Requirements: Render every line from the one containing "target | lamp post" down to the final line of the data, both included, as a JSON list of strings with one string per line and blank lines omitted.

— Start of Input rows —

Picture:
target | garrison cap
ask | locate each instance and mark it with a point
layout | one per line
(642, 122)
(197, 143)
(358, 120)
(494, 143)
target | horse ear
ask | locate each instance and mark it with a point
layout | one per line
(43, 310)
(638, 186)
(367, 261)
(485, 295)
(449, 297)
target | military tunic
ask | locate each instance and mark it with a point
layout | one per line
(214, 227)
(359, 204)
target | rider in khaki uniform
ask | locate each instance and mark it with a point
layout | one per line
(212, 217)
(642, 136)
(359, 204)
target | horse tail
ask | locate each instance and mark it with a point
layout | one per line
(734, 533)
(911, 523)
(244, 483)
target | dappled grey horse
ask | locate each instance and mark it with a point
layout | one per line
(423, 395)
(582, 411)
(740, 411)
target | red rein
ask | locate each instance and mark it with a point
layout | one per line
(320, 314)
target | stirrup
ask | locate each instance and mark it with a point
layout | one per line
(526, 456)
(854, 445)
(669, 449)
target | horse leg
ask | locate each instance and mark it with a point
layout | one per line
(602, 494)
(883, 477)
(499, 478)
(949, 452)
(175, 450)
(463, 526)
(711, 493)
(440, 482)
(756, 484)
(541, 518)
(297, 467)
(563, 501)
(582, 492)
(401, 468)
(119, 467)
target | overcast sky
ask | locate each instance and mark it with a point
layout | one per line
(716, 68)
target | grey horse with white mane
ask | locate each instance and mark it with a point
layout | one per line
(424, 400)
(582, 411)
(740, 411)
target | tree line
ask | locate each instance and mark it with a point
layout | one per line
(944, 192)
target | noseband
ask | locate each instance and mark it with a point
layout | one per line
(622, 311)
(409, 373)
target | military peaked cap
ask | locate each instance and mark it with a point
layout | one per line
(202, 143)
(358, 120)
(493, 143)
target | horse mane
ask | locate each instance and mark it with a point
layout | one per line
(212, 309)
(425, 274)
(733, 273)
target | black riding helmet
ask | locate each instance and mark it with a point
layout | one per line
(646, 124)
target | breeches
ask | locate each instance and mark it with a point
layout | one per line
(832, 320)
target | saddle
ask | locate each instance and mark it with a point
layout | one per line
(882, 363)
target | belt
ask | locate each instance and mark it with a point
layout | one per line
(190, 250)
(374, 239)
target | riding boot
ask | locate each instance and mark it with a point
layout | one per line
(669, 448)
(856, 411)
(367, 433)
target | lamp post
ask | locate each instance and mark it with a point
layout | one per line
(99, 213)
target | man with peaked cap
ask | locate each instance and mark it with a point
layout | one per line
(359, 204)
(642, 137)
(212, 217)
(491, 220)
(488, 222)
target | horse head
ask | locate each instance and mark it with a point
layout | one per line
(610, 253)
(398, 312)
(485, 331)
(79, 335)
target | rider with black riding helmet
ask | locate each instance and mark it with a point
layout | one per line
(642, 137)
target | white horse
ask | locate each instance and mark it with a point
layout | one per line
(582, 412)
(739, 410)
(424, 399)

— End of Input rows —

Answer below:
[
  "target | lamp post",
  "ask | locate each instance and mark it with a point",
  "layout | one per line",
  "(99, 213)",
  "target | man with peaked cap",
  "ask | locate each instance and mark it with a point",
  "layout | one per line",
  "(359, 204)",
  "(642, 137)",
  "(212, 217)",
  "(491, 220)",
  "(488, 222)",
  "target | horse head",
  "ask | locate each instance and mark it with a point",
  "layout | one per line",
  "(610, 253)",
  "(398, 312)",
  "(485, 331)",
  "(79, 335)",
  "target | rider with black riding helmet",
  "ask | locate each instance and mark it with a point",
  "layout | one per line",
  "(642, 137)",
  "target | white horse",
  "ask | locate each instance and mark it with a point",
  "layout | one per line",
  "(582, 412)",
  "(739, 410)",
  "(424, 399)"
]